■ TEXT EXCERPT
Vikram Pandit, Citigroup’s chief executive, told employees in a memo that some anger about executive compensation was “warranted”. But he hit out against the idea of a special tax. “The work we have all done to try to stabilise the financial system and to get this economy moving again would be significantly set back if we lose our talented people because Congress imposes a special tax on financial services employees,” he wrote.
Some policymakers expressed concern that banks may try to break out of the government’s embrace by paying back public capital even if the price is a more severe credit squeeze.
They also fear that financial institutions may decide not to take part in public-private partnerships to finance credit markets and acquire toxic assets.
The outcry followed Thursday’s approval by the House of Representatives of a bill that would impose 90 per cent tax on bonuses to employees whose gross income exceeded $250,000 at bailed-out firms.
Next week the Senate will also consider a hefty tax on bail-out bonuses amid calls for an investigation into who was responsible for allowing the pay-outs. Some senators are calling for a committee hearing on a bill that would impose a 70 per cent tax at bailed-out institutions, half paid by employees and half by companies, arguing that a delay would help cool political anger.

Saved data entries:
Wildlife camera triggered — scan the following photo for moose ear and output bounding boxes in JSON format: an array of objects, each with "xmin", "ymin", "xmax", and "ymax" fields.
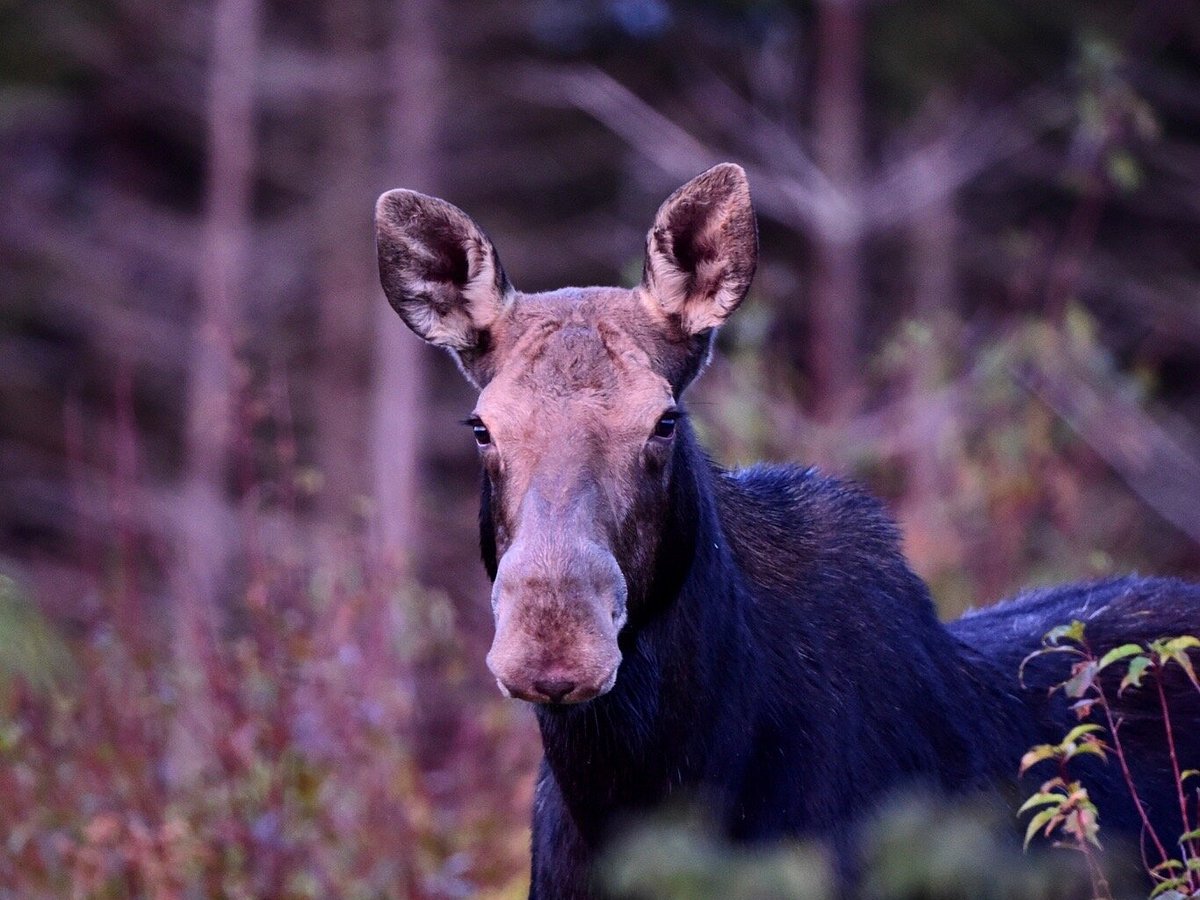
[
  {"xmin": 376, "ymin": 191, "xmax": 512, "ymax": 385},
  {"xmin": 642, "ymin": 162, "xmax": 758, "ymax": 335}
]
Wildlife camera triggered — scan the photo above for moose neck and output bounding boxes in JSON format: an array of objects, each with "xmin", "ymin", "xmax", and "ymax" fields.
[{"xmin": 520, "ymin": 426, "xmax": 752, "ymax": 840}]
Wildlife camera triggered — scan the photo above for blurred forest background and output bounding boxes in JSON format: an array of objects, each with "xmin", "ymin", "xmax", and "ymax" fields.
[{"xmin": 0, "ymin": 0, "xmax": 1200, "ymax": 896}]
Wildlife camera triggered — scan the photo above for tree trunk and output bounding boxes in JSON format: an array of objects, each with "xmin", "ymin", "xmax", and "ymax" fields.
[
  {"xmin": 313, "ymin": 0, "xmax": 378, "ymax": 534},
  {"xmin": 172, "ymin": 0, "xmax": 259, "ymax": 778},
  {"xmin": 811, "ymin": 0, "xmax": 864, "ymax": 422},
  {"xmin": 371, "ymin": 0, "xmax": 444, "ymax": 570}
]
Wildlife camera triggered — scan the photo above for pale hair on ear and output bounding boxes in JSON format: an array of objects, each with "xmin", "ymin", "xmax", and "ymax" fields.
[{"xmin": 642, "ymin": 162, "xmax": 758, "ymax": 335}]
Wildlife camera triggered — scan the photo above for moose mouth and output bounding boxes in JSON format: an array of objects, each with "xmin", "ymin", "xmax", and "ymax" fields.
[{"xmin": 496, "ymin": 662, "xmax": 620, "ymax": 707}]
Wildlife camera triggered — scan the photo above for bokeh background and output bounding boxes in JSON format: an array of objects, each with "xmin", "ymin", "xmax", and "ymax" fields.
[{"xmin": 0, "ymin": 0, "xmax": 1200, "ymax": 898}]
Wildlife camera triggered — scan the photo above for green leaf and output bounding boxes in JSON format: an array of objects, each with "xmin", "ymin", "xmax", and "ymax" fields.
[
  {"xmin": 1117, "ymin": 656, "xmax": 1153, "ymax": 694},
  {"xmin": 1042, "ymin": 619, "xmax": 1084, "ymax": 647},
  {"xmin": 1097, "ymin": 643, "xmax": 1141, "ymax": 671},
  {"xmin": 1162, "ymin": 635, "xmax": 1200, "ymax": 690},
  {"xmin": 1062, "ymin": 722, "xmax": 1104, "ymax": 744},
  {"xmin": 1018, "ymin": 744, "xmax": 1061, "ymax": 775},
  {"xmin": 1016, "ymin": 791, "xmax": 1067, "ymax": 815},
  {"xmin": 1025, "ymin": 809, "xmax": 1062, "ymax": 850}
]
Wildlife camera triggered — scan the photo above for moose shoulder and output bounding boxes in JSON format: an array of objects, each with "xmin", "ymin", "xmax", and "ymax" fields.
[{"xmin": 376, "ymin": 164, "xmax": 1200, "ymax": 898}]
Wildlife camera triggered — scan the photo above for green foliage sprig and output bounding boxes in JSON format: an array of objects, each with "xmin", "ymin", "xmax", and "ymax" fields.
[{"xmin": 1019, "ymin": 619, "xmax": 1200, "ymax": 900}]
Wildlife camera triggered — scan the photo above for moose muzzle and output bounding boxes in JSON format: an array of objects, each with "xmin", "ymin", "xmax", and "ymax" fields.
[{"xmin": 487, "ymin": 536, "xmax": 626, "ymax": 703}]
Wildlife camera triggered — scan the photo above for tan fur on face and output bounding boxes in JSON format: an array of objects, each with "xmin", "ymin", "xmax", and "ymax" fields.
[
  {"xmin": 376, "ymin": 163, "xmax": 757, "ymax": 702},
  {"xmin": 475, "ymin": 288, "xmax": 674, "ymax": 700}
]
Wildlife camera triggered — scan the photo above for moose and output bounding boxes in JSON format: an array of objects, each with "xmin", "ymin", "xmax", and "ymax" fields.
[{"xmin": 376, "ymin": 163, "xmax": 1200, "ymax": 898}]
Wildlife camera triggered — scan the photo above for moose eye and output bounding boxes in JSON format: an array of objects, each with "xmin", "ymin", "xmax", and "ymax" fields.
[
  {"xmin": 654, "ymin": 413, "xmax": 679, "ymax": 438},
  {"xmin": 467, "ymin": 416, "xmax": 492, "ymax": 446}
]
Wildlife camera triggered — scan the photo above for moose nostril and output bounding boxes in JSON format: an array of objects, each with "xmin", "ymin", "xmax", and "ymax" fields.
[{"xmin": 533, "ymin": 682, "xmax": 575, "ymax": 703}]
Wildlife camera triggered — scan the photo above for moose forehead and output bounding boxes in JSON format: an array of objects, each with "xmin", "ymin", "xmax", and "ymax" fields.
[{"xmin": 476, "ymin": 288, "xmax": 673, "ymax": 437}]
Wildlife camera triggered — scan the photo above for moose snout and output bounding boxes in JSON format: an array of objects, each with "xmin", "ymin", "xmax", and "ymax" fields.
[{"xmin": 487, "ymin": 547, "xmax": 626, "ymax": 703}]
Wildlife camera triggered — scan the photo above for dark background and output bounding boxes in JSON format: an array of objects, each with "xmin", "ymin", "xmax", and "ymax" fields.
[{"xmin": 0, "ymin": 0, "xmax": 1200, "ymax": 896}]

■ THINGS TO DO
A. In the excerpt on bank bonus taxes, what tax rate would the bill approved by the House of Representatives impose on bonuses?
B. Write out the part of the excerpt on bank bonus taxes between "The outcry followed" and "at bailed-out firms.", inclusive.

■ OUTPUTS BY TASK
A. 90 per cent, on bonuses to employees whose gross income exceeded $250,000 at bailed-out firms.

B.
The outcry followed Thursday’s approval by the House of Representatives of a bill that would impose 90 per cent tax on bonuses to employees whose gross income exceeded $250,000 at bailed-out firms.